Records from a collection:
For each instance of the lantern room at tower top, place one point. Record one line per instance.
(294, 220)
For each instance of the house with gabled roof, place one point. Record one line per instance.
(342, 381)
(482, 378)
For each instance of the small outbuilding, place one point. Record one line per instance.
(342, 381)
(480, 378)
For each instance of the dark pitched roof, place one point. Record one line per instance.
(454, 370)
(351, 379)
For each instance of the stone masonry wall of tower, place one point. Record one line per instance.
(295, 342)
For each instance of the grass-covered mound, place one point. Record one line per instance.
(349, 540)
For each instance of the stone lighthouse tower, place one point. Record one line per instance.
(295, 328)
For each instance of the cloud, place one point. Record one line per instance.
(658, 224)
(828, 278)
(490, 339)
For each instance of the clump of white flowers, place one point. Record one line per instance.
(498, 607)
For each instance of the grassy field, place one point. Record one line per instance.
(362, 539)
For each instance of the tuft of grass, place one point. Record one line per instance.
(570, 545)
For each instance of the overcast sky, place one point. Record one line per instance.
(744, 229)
...
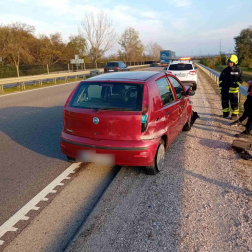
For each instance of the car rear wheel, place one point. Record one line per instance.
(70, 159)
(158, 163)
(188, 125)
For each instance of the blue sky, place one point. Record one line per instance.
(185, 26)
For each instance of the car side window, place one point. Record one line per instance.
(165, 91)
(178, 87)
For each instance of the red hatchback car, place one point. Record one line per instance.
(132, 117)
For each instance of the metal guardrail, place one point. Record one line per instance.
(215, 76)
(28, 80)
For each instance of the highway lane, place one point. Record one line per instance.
==
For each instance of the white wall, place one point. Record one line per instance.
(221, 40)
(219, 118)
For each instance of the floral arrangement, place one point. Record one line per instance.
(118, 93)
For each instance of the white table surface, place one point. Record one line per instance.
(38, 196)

## GIVEN PROBLEM
Update everything from the line containing "For each instance of the red" down to the line containing "For each instance of the highway" by replacing "guardrail" with "barrier". Leave all else unchanged.

## COMPLETE OUTPUT
For each instance of the red hatchback car, place one point. Record one line per instance.
(132, 117)
For each instance of the metal barrier, place one point. Record one line per instance.
(215, 76)
(28, 80)
For each instance of the highway lane, place one point. Record one line per instance.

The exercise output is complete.